* Exercise objective *
Return the lines below in which the string "bumper" occurs.

Dataset excerpts
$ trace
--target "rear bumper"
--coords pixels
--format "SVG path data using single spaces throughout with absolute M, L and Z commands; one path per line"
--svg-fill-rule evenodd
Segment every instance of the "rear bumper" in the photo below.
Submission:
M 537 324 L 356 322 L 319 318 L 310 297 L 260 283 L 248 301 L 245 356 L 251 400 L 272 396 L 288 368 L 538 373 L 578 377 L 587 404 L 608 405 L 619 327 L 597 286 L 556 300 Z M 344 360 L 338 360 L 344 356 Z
==
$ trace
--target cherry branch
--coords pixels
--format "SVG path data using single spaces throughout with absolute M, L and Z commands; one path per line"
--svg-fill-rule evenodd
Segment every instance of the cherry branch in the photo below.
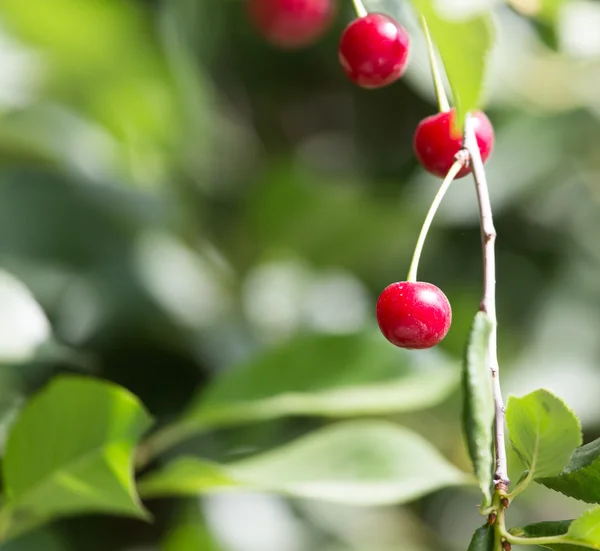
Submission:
* * *
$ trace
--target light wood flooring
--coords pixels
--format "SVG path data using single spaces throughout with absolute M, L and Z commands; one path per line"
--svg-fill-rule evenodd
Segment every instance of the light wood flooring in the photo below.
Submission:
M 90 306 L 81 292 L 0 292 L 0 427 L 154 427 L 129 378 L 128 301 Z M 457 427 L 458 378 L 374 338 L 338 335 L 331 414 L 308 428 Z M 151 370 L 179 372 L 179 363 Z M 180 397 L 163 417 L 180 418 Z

* Exercise solution *
--target "rear bumper"
Segment every instance of the "rear bumper" in the photo below.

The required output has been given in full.